#### [YOUR TASKS]
#1 In the Mark Elliott article, turn the paragraph that begins "John Harrison Frick Jr., also known as" into a short bulleted list that keeps its main facts.
#2 Using the Mark Elliott article, decide whether each statement agrees with it, answering yes or no and quoting the words that settle it: (a) He did voice-over work for The Walt Disney Company from 1977 to 2010. (b) He was born in Los Angeles. (c) His years of activity ran until 2021.
#3 Extend the Mark Elliott article by writing what comes after its last sentence.

#### [PROVIDED PASSAGE]
-- Opening Marker --

- Born: John Harrison Frick Jr. September 24, 1939 Cedar Rapids, Iowa, U.S.
- Died: April 3, 2021 (aged 81) Los Angeles, California, U.S.
- Other names: Sandy Shore; Buddy Harrison; Ed Mitchell; Mark Elliott;
- Occupation: Voice-over artist
- Years active: 1957–2021

= Mark Elliott (voice-over artist) =

American actor (1939–2021)

John Harrison Frick Jr., also known as Mark Elliott (September 24, 1939 – April 3, 2021), was an American voice-over artist who performed numerous voice-overs for The Walt Disney Company from 1977 to 2010. He was also the voice of CBS and FOX throughout the 1980s and 1990s, and various theatrical trailers for other animated films.

-- Closing Marker --

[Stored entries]
-- Opening Marker --

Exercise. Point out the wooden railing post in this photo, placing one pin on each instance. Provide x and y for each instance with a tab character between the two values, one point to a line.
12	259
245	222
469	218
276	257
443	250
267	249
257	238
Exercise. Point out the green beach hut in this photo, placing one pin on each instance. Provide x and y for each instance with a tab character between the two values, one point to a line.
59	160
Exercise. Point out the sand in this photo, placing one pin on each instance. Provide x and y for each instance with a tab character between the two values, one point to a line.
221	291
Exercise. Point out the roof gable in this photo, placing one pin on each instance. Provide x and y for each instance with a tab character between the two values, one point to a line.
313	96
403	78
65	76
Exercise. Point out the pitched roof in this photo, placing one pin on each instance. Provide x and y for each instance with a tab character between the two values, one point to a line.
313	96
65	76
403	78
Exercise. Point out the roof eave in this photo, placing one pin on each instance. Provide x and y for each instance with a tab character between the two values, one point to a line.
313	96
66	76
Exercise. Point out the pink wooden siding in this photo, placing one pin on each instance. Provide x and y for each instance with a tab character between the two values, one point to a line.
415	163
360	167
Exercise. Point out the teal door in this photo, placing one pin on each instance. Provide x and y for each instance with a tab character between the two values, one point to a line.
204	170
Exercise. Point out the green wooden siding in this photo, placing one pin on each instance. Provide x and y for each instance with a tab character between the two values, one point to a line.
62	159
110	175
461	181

-- Closing Marker --

#### [ANSWERS GIVEN]
#1
- Real name John Harrison Frick Jr., also known as Mark Elliott (September 24, 1939 – April 3, 2021)
- American voice-over artist
- Performed many voice-overs for The Walt Disney Company, 1977–2010
- Voice of CBS and FOX through the 1980s and 1990s
- Voiced theatrical trailers for other animated films

#2
(a) Yes: "performed numerous voice-overs for The Walt Disney Company from 1977 to 2010"
(b) No: "Cedar Rapids, Iowa, U.S."
(c) Yes: "Years active: 1957–2021"

#3
==Early life==
Elliott was born in Cedar Rapids, Iowa. After graduating from high school in 1957, Frick's first job was as a radio disc jockey under the name "John Harrison" at the small Cedar Rapids-based station KPIG. For two years, he worked six nights a week from 11pm to 7am, bringing home $67.50 per week. In 1959, as rock and roll was on the rise, he was offered a job at KCRG, where he would work as "Sandy Shore". At one point, he was invited to Philadelphia to fill in for Dick Clark on American Bandstand. In 1964, he moved to KIOA in Des Moines, and in 1968 he went to WKYC in Cleveland, Ohio as "Buddy Harrison". Two months later, he moved to CKLW in Ontario as "Ed Mitchell".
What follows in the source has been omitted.